> **Exercise prompt**: Exactly reproduce the entries, dropping any pictures from your copy.

> **Provided data**:

►

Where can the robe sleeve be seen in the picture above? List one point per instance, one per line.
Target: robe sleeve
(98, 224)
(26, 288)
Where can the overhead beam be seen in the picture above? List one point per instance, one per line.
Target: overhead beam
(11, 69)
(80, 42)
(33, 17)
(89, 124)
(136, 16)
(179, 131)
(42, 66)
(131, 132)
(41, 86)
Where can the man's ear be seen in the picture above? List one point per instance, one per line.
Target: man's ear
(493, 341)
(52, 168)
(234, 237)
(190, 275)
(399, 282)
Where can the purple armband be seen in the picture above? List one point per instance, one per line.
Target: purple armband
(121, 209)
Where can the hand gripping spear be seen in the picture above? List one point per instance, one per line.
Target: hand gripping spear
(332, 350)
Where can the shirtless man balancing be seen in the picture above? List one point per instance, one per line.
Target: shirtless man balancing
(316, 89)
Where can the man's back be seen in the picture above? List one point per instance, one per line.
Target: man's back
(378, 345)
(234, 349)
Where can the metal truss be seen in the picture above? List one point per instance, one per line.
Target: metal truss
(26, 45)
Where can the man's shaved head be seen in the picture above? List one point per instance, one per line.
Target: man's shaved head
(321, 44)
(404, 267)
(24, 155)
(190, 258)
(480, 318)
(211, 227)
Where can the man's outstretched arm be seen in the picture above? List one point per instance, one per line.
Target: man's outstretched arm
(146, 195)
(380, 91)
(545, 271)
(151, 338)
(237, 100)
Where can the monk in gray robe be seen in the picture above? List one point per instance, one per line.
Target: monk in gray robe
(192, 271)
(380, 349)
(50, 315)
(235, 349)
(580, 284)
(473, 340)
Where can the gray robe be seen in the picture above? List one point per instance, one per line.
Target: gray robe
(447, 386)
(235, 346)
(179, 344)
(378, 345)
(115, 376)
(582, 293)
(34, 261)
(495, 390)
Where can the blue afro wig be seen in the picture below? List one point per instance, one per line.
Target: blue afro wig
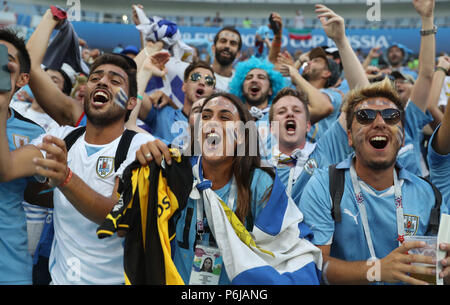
(277, 80)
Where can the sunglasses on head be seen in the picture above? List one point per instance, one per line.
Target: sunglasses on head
(209, 81)
(390, 116)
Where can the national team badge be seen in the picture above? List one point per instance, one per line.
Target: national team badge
(20, 141)
(411, 223)
(310, 166)
(105, 166)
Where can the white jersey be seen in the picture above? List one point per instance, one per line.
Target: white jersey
(222, 82)
(78, 256)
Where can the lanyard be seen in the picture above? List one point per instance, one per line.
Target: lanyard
(362, 209)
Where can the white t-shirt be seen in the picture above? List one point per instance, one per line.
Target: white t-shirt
(78, 256)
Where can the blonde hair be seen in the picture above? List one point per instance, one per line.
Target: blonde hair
(382, 88)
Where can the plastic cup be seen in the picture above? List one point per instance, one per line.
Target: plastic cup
(429, 250)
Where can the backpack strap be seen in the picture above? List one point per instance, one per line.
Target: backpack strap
(72, 137)
(433, 223)
(122, 148)
(337, 182)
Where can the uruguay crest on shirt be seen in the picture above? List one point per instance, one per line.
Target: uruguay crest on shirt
(105, 166)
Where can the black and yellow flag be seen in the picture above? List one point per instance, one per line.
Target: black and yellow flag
(150, 199)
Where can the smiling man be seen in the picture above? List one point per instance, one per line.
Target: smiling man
(84, 177)
(379, 197)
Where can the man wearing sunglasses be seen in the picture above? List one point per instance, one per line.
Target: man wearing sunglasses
(171, 125)
(382, 202)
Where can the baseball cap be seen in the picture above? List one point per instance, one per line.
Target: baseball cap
(398, 74)
(332, 65)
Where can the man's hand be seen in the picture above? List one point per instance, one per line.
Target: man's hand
(396, 266)
(424, 8)
(54, 166)
(154, 150)
(332, 23)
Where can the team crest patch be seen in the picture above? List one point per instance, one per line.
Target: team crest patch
(310, 166)
(105, 166)
(411, 223)
(20, 141)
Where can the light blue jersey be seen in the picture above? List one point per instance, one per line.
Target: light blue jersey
(319, 128)
(168, 124)
(15, 261)
(347, 237)
(439, 170)
(186, 224)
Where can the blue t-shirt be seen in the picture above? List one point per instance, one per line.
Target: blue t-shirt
(319, 128)
(168, 124)
(347, 237)
(439, 170)
(15, 261)
(184, 244)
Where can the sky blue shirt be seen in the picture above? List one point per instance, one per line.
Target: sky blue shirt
(184, 249)
(347, 237)
(15, 261)
(439, 170)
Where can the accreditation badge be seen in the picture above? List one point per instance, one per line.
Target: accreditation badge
(207, 265)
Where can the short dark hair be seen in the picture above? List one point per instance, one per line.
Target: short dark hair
(10, 36)
(197, 64)
(287, 91)
(231, 29)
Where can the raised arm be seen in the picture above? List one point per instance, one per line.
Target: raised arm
(275, 48)
(443, 65)
(419, 94)
(62, 108)
(333, 26)
(319, 103)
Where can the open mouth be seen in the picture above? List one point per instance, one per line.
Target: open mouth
(378, 142)
(290, 127)
(100, 97)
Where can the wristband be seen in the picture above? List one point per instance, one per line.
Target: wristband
(442, 69)
(68, 178)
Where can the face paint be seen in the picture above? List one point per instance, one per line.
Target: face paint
(121, 98)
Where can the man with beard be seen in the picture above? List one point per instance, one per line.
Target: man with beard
(381, 203)
(171, 124)
(227, 46)
(84, 177)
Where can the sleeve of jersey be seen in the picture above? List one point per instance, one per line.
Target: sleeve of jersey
(315, 205)
(119, 216)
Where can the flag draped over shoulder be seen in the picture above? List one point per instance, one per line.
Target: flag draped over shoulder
(277, 251)
(150, 198)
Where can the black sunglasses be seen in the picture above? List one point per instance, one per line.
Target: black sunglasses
(366, 116)
(209, 81)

◄

> **Task response**:
Where can the robe sleeve be seen in the picture above? List one point per instance, one per line.
Target: robe sleeve
(98, 224)
(26, 288)
Where can the overhead beam be seen in the picture above? List one point per instance, one per line.
Target: overhead beam
(11, 69)
(80, 42)
(33, 17)
(89, 124)
(136, 16)
(179, 131)
(42, 66)
(131, 132)
(41, 86)
Where can the man's ear be seen in the picture above? List one point per instance, one per line.
Target: man's ear
(493, 341)
(52, 168)
(234, 237)
(190, 275)
(399, 282)
Where can the purple armband be seen in the picture above? List one point per instance, one per line.
Target: purple armband
(121, 209)
Where can the hand gripping spear be seen in the picture above? List one point per instance, one per line.
Target: hand gripping spear
(332, 350)
Where can the shirtless man balancing be seen in the picture above? List one point per instance, one per line.
Target: shirtless man balancing
(316, 89)
Where can the man's back be seen in the picture above? List one point per instance, one per line.
Target: man's back
(378, 345)
(234, 349)
Where can the metal truss be seen in the picture above? List one point per instance, one per line.
Target: metal truss
(26, 45)
Where can the man's shaved head be seen in the picture above? List one point per instance, one per line.
Target: man's shaved head
(321, 44)
(404, 267)
(24, 155)
(190, 258)
(480, 318)
(211, 227)
Where can the man's outstretched arm be seen in the picture above? List one point per instance, one per line.
Target: man's outstretched arm
(146, 195)
(380, 91)
(545, 271)
(151, 338)
(237, 100)
Where can the monk in gray robe be seen in the picture above? List one point per instance, one per line.
Target: monk in gray robe
(192, 271)
(380, 349)
(50, 315)
(235, 349)
(580, 284)
(473, 340)
Where can the gray robe be seen in the picture above? List one point per instance, one per line.
Target: gray robe
(447, 386)
(235, 346)
(179, 344)
(378, 345)
(115, 376)
(582, 293)
(34, 261)
(495, 390)
Where can the blue afro wig be seen in the picture below? List one point per instance, one per line.
Target: blue afro wig
(277, 80)
Where can the sunglasses on head be seen in the picture above? List one point per instance, one per line.
Target: sunglasses on head
(209, 81)
(390, 116)
Where can the national team badge be seen in the picture above? List one point per instance, one per line.
Target: national team badge
(20, 141)
(411, 223)
(310, 166)
(105, 166)
Where can the white jersey be seen in the picture above? List one point per instance, one per line.
Target: white jersey
(222, 82)
(78, 256)
Where can the lanyard be seen in the picture above? List one point per instance, one per line.
Target: lanyard
(362, 209)
Where can the white t-shirt be seen in the picture above? List one point per instance, one per line.
Target: white t-shirt
(78, 256)
Where can the blonde hair be seen in the picture above? List one point per instance, one per line.
Target: blonde hair
(382, 88)
Where can the plastic cup be seen in the picture above? List one point per instance, one per line.
Target: plastic cup
(429, 250)
Where can the backpack strap be seen in the picture above? List one point per instance, one per line.
Target: backpack strap
(72, 137)
(433, 223)
(122, 148)
(337, 182)
Where can the uruguay crest on shirt be seen in the picture above? List one point per instance, one per line.
Target: uruguay crest on shirt
(105, 166)
Where can the black and yellow flag be seen in the picture above? List one point per instance, one per line.
Target: black and yellow flag
(150, 199)
Where can the smiling man be seen in the picture above? List one point per instance, one per line.
Target: smiling man
(84, 177)
(379, 197)
Where can the man wearing sunglasses be seen in the picture above? List one point per instance, one per line.
Target: man wearing sunglasses
(171, 125)
(382, 202)
Where can the baseball cap be seen in the picture above? List one point per instance, one per line.
Target: baseball cap
(398, 74)
(332, 65)
Where can the man's hand be seen in the picture above? List one point per instance, one per line.
Target: man's hand
(396, 266)
(424, 8)
(54, 166)
(154, 150)
(332, 23)
Where can the team crest patch be seen in the picture above? List one point per instance, one per line.
Target: team crest patch
(310, 166)
(105, 166)
(411, 223)
(20, 141)
Where can the light blue jersey be seen in the picture above? List one point per instance, one per line.
Target: light blue jersey
(319, 128)
(168, 124)
(15, 261)
(347, 237)
(439, 170)
(186, 224)
Where can the blue t-shirt be seen in the picture above? List one point per instance, one per line.
Target: blue t-shirt
(319, 128)
(168, 124)
(347, 237)
(439, 170)
(15, 261)
(184, 244)
Where can the sky blue shirt be seen in the picture above? List one point per instance, one per line.
Target: sky blue shirt
(184, 249)
(347, 237)
(15, 261)
(439, 170)
Where can the accreditation badge be seen in the picture above? List one point per instance, one per line.
Target: accreditation badge
(207, 265)
Where can the short dark hair be seen in the picture above? List one point per instance, one per line.
Target: short dark hair
(10, 36)
(197, 64)
(287, 91)
(231, 29)
Where can the raised arm be seen in the picture above? List one point per instance, one per line.
Target: raised arm
(275, 48)
(443, 65)
(419, 94)
(62, 108)
(333, 26)
(319, 103)
Where can the open mouth be seen in the picture above? List one point per instance, one per line.
Target: open mouth
(378, 142)
(290, 127)
(100, 97)
Where can the wristband be seen in the picture above? List one point per instance, one per line.
Target: wristband
(442, 69)
(68, 178)
Where can the face paint be seen in the picture above? List one point per instance, one per line.
Target: face paint
(121, 98)
Where can the man with beard be seen in the picture above? List one point per instance, one per line.
Target: man with beard
(381, 203)
(171, 124)
(227, 46)
(84, 177)
Where can the sleeve of jersey be seen in the picture above? List one point per instance, one per line.
Target: sleeve of jersey
(315, 205)
(119, 216)
Where can the flag draped over shoulder be seen in the picture above? List one point per instance, one per line.
Target: flag draped over shoulder
(277, 251)
(150, 198)
Where can the black sunglasses be seen in the picture above? List one point per instance, one per line.
Target: black sunglasses
(366, 116)
(209, 81)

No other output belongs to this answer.